A very good reminder! I really appreciate the heads up, and a gentle push towards prioritization.

Jim
Jim

I agree with most everything stated here. Good work. However, I think the trick to managing time is actually making that list. Determining what is important. It's harder than it sounds. For example, in choosing between watching Dancing with the Stars and doing a podcast, you really have to consider - is an hour of entertainment (if that show is what you like) more important than an hour of work? Or rather, what is the ROI of that hour if you spend it doing a podcast that four people listen to? I understand the need to 'start somewhere' with things like writing a book, or doing a podcast, or launching a business. These things take a hefty investment (of time). But time is our most valuable resource - and the only resource we utilize that we don't get back. Just because you're capable of slicing up your day into perfectly palatable and highly efficient sections doesn't mean all of those sections are going to produce a return on your investment. Frankly, at my age I've learned a thing or two about time - and I sincerely believe that we don't give ourselves enough rope to explore serendipity. In general, I mean. I don't watch much TV, but spending an hour a day walking in the park often yields far greater returns for me than trying to force words to appear on a page when they don't want to appear. When that happens, I almost always step back to see what other things I could be doing which may actually help with the bigger picture. Efficiency is king. Yes. But without serendipity, we're just automatons.

Susan Murphy
Susan Murphy

I totally hear what you're saying, Jim. I think that priorities are very personal for every person, hence why, while you may not get much value from doing a podcast, I realize tremendous value - not only in my ability to connect with an audience, but in the fact that it forces me to keep up to date on the industry in which I operate. I too see tremendous value in taking a break when it's needed - walking in nature, coffee with friends, and so on. It should never be work work work all the time. The problem starts to exist for me, when I stray too far for too long from my priorities. Balance is key. Thanks for stopping by and sharing your thoughts!

Steve Brogan
Steve Brogan

I have a list but ... have not implemented it. Now is the time. Thanks for sharing, Susan.

- Work instruction: Continue the comment thread on time management and priorities, starting after its last comment.

- Records shown:
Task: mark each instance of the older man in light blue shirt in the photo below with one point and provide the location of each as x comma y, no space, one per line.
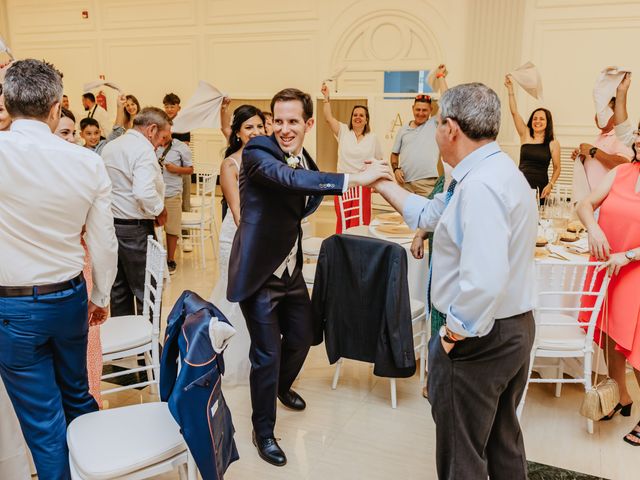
482,280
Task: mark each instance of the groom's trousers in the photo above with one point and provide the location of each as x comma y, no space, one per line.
279,321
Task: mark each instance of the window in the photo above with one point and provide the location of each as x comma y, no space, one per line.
412,82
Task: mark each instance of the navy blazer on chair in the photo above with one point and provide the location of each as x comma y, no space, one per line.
273,201
194,394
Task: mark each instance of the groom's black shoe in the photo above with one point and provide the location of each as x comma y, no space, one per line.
269,450
292,400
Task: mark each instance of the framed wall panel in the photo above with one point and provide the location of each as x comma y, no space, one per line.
28,17
258,11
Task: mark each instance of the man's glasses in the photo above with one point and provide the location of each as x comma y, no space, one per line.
423,98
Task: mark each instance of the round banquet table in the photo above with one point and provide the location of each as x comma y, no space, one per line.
417,269
14,462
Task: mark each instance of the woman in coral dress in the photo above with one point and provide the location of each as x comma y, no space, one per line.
615,238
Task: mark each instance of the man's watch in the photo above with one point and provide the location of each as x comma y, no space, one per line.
444,334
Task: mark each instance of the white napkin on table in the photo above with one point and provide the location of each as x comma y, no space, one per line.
528,77
220,334
201,111
87,87
605,88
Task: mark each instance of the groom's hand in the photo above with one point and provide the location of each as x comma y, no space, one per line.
374,171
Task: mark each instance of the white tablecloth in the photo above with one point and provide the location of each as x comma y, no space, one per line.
417,270
547,279
14,463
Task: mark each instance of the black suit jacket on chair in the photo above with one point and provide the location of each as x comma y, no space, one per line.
361,303
273,201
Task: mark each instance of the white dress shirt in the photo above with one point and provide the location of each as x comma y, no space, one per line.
483,247
138,188
291,259
102,117
49,189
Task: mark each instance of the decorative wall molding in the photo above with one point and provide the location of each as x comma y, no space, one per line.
121,14
29,17
554,4
148,59
386,40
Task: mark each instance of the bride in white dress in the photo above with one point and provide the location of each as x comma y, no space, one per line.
248,122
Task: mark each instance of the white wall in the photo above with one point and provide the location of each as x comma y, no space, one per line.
253,48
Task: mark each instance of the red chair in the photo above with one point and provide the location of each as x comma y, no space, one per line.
353,208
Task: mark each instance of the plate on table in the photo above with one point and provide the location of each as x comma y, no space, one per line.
394,230
391,218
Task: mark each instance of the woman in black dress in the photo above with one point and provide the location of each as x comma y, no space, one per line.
538,145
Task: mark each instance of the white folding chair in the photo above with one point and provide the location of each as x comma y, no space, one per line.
311,248
128,443
418,318
559,333
133,337
201,224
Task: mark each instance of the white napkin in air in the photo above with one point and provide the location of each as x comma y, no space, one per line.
201,111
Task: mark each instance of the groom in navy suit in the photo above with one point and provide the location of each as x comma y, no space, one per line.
279,186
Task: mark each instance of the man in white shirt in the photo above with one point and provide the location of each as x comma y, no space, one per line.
482,279
415,154
50,190
138,202
96,112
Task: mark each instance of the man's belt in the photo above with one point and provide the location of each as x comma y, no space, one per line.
128,221
34,290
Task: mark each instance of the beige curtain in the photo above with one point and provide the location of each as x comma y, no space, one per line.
327,146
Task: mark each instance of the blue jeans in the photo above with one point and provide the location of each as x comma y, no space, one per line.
43,363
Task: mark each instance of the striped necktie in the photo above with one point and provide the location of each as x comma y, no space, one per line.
452,187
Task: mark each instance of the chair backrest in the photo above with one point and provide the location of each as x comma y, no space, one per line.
349,208
208,196
154,283
565,285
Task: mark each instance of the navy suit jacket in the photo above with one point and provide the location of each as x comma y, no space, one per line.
194,394
272,204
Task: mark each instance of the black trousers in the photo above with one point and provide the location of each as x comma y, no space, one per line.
127,292
279,321
474,392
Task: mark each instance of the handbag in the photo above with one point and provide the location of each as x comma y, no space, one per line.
602,397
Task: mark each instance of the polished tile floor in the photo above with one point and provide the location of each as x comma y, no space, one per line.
352,432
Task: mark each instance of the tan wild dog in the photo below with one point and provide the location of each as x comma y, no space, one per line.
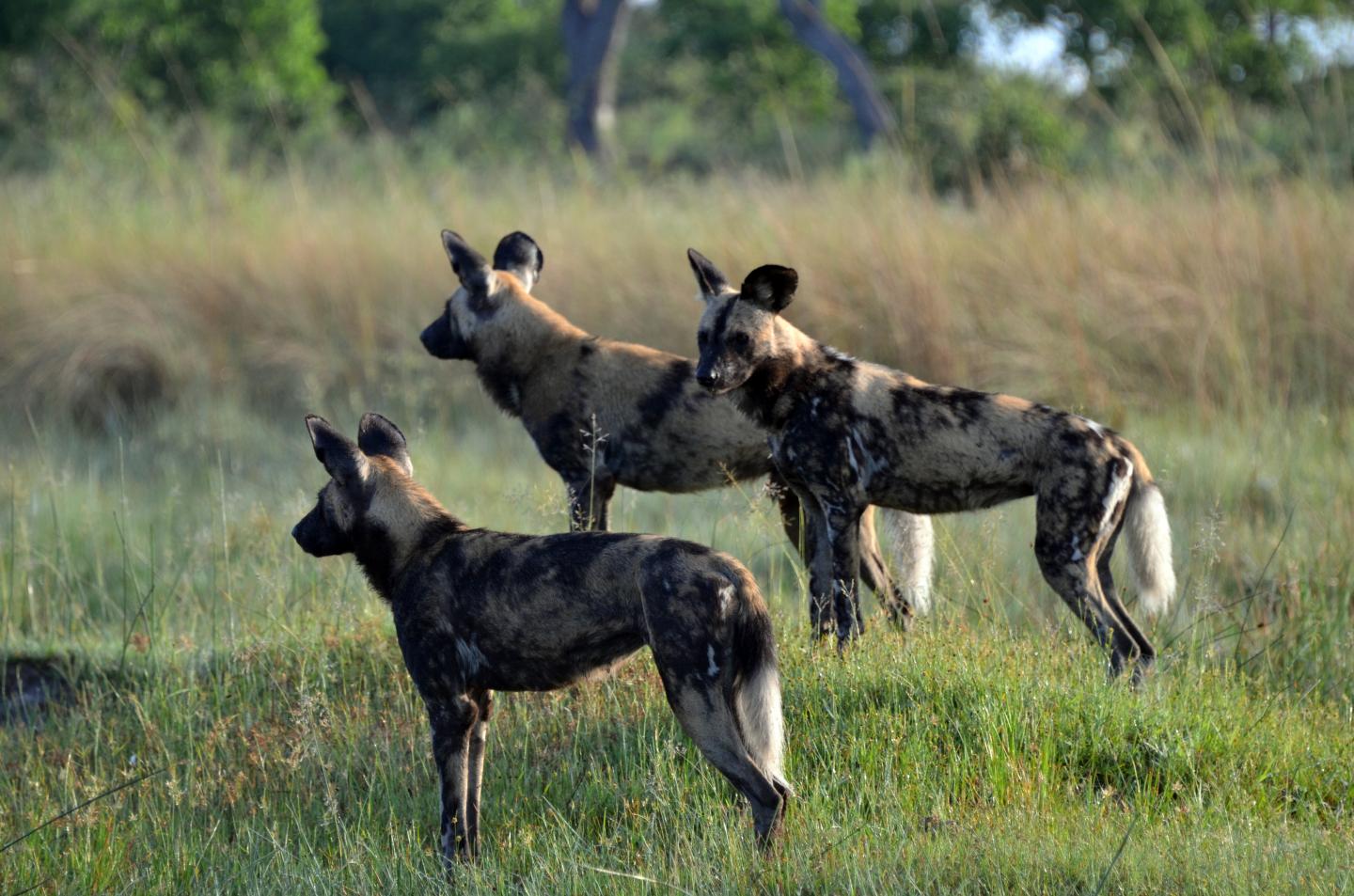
606,413
480,610
846,434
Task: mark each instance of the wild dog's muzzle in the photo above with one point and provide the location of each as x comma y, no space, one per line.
317,536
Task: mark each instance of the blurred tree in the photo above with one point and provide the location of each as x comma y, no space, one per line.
594,33
243,57
416,57
874,118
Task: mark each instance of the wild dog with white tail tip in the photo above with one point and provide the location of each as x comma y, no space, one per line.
606,413
480,610
846,433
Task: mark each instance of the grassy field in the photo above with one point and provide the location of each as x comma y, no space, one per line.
160,341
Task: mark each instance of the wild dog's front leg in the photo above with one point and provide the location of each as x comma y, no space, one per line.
843,535
874,573
590,501
451,722
479,735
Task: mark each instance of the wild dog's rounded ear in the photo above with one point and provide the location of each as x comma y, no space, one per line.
377,436
522,258
470,267
769,287
708,277
333,449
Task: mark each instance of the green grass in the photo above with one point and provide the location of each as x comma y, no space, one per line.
264,690
163,330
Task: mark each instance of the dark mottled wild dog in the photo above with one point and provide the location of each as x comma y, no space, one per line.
606,413
480,610
846,433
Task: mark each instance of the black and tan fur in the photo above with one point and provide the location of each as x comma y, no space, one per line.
606,413
846,433
480,610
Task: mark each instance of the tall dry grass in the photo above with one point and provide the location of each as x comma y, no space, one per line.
290,289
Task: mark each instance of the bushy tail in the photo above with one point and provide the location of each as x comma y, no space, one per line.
757,684
1148,533
908,545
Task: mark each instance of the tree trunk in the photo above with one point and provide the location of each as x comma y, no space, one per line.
874,118
594,31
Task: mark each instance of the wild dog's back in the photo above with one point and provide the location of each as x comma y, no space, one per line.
542,612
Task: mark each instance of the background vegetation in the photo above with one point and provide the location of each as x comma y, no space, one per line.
218,217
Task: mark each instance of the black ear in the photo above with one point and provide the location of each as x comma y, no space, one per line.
470,267
379,436
707,275
333,449
769,287
520,256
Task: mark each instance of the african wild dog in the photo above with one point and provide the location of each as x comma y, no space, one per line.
606,413
480,610
846,433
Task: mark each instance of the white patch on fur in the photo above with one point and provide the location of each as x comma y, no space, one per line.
907,542
726,596
1150,550
468,655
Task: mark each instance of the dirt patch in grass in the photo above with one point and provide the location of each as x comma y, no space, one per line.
30,686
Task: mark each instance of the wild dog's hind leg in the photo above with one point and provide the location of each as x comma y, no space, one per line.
707,717
1147,654
476,773
874,573
451,722
818,555
1071,533
842,519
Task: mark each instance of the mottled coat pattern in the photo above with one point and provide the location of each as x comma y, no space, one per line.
479,610
846,433
606,413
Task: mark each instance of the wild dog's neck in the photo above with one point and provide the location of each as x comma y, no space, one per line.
771,393
401,526
517,350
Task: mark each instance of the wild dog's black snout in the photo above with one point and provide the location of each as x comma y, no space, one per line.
317,538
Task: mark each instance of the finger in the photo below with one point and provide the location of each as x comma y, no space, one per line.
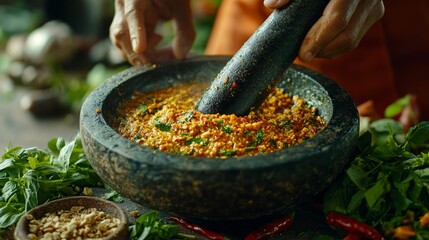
162,54
184,28
134,14
349,39
117,27
333,21
132,57
275,3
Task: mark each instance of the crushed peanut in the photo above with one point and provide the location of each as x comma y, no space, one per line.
76,223
166,120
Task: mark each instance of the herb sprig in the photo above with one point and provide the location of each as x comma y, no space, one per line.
389,176
151,226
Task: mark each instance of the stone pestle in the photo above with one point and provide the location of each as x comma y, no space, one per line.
254,71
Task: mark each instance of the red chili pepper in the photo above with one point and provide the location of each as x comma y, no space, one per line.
353,226
271,228
352,236
206,233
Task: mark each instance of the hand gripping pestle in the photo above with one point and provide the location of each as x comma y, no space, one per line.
252,73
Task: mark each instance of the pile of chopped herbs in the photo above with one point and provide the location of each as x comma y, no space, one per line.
388,179
32,176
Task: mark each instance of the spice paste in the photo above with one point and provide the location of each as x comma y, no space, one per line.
167,121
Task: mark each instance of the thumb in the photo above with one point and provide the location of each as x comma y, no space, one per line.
184,28
275,3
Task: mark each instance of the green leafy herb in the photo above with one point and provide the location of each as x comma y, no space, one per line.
249,148
259,136
196,140
142,109
227,129
227,153
165,127
31,176
113,195
389,176
151,226
396,107
188,115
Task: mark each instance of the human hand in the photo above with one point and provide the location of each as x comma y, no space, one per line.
133,29
339,29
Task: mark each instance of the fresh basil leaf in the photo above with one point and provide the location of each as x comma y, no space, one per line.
63,159
356,201
396,107
418,135
9,190
10,215
401,202
374,193
358,176
7,163
259,136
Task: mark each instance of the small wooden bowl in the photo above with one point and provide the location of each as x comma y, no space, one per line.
22,231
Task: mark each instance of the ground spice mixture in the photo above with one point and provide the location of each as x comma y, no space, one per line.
166,120
76,223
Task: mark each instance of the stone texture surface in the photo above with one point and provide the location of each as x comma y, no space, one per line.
202,188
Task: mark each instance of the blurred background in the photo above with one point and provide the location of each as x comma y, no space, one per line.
53,53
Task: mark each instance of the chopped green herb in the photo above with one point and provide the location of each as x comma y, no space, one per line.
196,140
113,195
227,153
250,148
188,115
286,124
165,127
227,129
142,109
387,177
259,137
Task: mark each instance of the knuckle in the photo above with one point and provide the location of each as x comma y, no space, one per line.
348,40
339,21
116,31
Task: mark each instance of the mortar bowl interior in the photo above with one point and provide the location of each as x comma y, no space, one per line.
235,188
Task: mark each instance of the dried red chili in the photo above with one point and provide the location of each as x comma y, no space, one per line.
353,226
352,236
271,228
206,233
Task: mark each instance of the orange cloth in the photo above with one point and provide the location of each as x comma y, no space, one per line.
392,59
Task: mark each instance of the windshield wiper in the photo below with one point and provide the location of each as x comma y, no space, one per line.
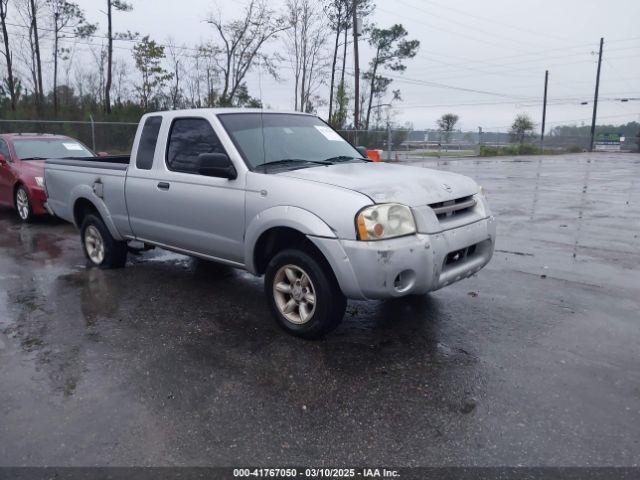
345,158
299,161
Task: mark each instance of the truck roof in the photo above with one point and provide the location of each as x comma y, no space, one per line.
13,136
196,111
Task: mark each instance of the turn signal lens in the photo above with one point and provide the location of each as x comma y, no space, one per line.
380,222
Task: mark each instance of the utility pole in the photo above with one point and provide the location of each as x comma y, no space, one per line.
544,108
595,98
356,61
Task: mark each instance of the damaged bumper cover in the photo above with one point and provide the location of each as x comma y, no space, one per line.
414,264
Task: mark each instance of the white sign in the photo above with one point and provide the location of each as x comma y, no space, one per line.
329,134
73,146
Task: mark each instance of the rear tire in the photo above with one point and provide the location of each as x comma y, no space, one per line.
303,294
100,248
23,205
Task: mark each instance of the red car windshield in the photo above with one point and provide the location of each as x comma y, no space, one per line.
37,149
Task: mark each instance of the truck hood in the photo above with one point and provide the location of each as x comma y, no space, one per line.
386,183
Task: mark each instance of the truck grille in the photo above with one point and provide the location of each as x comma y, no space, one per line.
454,207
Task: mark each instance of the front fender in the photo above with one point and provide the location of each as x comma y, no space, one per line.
86,192
282,216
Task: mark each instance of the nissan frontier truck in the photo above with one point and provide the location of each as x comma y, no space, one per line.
281,195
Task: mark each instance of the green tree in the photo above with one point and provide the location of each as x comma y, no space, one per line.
120,6
339,116
148,56
66,15
446,123
522,128
242,46
391,49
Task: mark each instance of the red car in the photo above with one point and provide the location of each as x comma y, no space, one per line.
22,157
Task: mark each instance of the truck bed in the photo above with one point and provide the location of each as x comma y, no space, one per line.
93,162
98,179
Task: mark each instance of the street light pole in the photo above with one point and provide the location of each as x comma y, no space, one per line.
544,108
356,68
595,98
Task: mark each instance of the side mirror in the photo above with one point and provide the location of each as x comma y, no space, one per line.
216,165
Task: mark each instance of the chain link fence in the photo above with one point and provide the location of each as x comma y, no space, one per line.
394,144
111,137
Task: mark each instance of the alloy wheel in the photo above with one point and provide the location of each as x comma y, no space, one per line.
94,244
294,294
22,204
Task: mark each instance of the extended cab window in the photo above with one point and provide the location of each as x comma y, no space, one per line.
148,140
189,137
4,150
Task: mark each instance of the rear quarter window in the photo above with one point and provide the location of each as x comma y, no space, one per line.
148,141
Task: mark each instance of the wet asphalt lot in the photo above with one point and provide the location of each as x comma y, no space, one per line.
173,361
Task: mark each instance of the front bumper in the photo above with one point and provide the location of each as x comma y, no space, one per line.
414,264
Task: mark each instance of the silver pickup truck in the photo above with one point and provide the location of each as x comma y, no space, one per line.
279,194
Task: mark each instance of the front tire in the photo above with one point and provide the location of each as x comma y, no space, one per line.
100,248
303,294
23,205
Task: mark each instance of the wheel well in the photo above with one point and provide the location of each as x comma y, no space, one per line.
81,209
15,191
277,239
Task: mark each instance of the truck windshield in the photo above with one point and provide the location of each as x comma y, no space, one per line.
286,140
42,148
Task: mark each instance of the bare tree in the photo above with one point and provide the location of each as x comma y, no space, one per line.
337,11
306,39
522,128
176,60
28,10
148,56
446,123
122,6
242,47
33,12
340,14
66,15
10,81
391,49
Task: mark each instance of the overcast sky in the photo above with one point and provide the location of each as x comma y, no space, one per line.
497,48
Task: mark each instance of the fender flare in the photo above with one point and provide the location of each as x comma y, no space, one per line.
296,218
85,192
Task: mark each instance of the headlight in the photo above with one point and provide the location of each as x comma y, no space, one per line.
389,220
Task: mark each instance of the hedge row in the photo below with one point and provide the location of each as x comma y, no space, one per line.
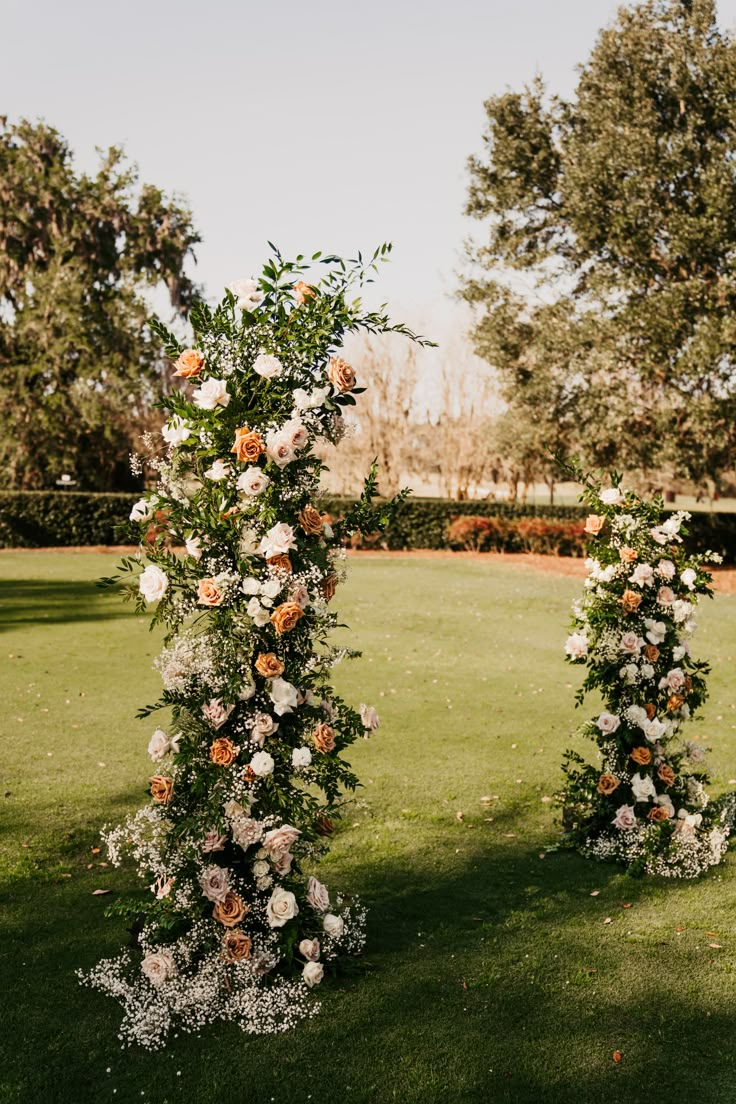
48,519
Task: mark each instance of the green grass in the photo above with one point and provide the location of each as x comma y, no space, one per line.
490,975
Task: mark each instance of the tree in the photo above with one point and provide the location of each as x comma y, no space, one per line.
78,255
619,209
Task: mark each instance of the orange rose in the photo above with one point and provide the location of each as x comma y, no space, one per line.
667,774
302,292
161,788
209,593
231,911
269,666
594,523
286,616
323,738
223,751
248,445
328,586
236,946
189,363
341,374
281,562
310,520
630,601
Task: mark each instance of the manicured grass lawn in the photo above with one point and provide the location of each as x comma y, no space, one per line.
490,973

- Your response:
Meaghan Edelstein
Meaghan Edelstein

I don't often leave comments but I know I must! This was such a fantastic, refreshing and honest post. While I try not to say "I'm too busy" because I find those words to be arrogant and annoying when I hear them from others, I do thing them! I've tried to make to-do lists but often find myself adding to them until they are so long I would never be able to check even half the items off. Your advice sheds light on how to build a to-do list that's meaningful and will add value to my life. As a terminal cancer survivor I should know better! I should be living the advice you share in this post!! However, life has a way of catching up with you and taking over, blurring what's important with what's not. Thanks again!

Susan Murphy
Susan Murphy

Thanks for your comment Meaghan and congrats on beating cancer! I'm so happy my post resonated with you.

Carol Bryant
Carol Bryant

Love this and such great timing. I am sitting here revamping my life's priorities and I find this post. Talk about kismet. Thank you!

Diane Brogan
Diane Brogan

Bravo Susan, well said! I like that you have shared the secret of how you accomplish so much. We are at our new house. There are a million things to be done. We have employed two helpers who work full days with us. One day I lazed around and surfed the computer most of the day. That night I didn't sleep well. I learned working a full day is a great way to get a good nights sleep. Thanks for all you do Susan.

Jeremy McQuigge
Jeremy McQuigge

Refreshing! Thank you for sharing a hard truth not many are willing to say. The phrase 'too busy' makes me feel the same way as when people say 'don't work too hard today.' Your explanation and rationale are about effort and cognitive decision making. Will be recommending this post to a few folks in my social circle.